START DOCUMENT EXCERPT

Monday, August 13, 2018

Sheked Orders State to Release 300,000 unpublished files on missing Yemenite children

Justice Minister Ayelet Shaked on Sunday instructed the Israel State Archives to release some 300,000 unpublished files relating to the children of Yemenite immigrants, whose disappearance after their arrival in Israel over half a century ago has been at the center of a lingering controversy.
The Knesset Committee for Archives, chaired by Shaked, heard that the hundreds of thousands of Israel Police files have not been previously published and that their existence was apparently largely unknown.


Since the 1950s, more than 1,000 families — mostly immigrants from Yemen, but also dozens from the Balkans, North Africa, and other Middle Eastern countries — have alleged their children were systematically kidnapped from Israeli hospitals and put up for adoption, sometimes abroad, in what is known as the Yemenite children affair.
Shaked told the archives to conduct a review of the files and then release them. She also instructed the Israel Defense Forces to release any relevant statistics it has about the Yemenite children, on condition that they do not impact the privacy of individuals, Army Radio reported.
The Kan national broadcaster reported that Shaked also called on the Women’s International Zionist Organization and the Hadassah organization to release relevant archives they have on the matter. The WIZO and Hadassah volunteer organizations both played a major role in establishing welfare and health care services in Israel before and after the establishment of the state.

END DOCUMENT EXCERPT
START GIVEN DATA

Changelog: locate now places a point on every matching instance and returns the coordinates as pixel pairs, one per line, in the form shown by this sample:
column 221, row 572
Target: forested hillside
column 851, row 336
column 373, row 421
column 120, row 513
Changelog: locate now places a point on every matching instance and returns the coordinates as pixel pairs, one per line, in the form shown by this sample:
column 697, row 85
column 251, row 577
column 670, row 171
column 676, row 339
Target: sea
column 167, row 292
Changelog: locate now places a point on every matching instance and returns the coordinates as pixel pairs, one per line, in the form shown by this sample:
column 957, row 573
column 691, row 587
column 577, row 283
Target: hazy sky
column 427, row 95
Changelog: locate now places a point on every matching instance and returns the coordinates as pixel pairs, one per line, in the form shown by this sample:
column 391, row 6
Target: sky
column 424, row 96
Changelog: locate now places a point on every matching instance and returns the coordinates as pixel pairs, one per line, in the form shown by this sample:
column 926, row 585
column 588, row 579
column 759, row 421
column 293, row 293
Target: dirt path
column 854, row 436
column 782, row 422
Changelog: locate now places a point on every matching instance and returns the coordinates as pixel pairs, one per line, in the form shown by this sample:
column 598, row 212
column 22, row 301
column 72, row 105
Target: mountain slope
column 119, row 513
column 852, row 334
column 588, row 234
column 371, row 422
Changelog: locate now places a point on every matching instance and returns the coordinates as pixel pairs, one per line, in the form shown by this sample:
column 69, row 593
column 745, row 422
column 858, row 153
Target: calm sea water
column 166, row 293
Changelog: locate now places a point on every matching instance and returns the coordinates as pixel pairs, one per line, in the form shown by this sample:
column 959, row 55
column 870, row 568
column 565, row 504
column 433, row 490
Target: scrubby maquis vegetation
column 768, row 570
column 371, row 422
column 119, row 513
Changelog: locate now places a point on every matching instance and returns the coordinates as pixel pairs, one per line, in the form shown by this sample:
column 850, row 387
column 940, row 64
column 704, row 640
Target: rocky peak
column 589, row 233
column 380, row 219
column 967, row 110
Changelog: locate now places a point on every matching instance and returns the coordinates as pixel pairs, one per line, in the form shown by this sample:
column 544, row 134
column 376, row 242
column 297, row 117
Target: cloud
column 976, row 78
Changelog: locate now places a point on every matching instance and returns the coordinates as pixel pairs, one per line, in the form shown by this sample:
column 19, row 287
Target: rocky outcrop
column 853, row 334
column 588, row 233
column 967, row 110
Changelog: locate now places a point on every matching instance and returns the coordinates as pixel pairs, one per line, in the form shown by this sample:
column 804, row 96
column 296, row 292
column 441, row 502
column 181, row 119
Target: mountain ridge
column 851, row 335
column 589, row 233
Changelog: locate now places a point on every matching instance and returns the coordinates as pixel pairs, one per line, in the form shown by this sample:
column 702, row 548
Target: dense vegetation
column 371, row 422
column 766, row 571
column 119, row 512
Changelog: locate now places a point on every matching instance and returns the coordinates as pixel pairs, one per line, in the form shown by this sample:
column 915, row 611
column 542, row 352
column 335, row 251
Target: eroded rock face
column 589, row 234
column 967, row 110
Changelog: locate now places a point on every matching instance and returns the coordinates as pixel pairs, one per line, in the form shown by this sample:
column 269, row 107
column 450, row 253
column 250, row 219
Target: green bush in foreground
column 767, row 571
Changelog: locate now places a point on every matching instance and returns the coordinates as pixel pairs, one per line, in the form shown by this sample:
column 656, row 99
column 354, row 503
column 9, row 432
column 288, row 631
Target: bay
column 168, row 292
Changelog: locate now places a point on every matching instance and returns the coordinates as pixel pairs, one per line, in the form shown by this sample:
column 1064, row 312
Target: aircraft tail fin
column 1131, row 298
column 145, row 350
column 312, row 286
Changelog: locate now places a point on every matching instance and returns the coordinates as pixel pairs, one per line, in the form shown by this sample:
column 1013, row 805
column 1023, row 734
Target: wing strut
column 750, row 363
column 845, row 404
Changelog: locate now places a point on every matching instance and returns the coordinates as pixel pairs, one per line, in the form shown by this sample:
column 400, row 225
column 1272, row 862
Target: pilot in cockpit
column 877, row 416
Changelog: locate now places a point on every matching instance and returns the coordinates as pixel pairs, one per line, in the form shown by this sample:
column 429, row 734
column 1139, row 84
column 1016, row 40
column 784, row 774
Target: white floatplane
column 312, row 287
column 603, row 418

END GIVEN DATA

INSTRUCTIONS FOR THE TASK: Could you carry on the news article about the files on the missing Yemenite children from the point where it stops?

REPLY:
Some 49,000 Yemeni Jews were brought to the nascent State of Israel in Operation Magic Carpet in 1949-50.
Disputed by scholars and seemingly refuted by three state commissions that examined the affair and concluded that most of the children had died, the case has kept resurfacing, not least because most of the families were not given their children’s bodies or informed of their burial places.
Furthermore, death certificates were riddled with errors, and most of the missing children were sent army draft notices 18 years after their alleged deaths. There have also been cases of adopted children who were able to confirm, through DNA tests, that they were from Yemenite families who were told they had died.
In July the Knesset passed a law to allow families who came to Israel from Yemen in the early days of the state to find out whether children they claim were kidnapped from them were in fact put up for adoption.
A February law allowed the opening of graves for the purpose of genetic testing which allows families of children who went missing to seek a court-ordered exhumation of remains to enable DNA comparisons.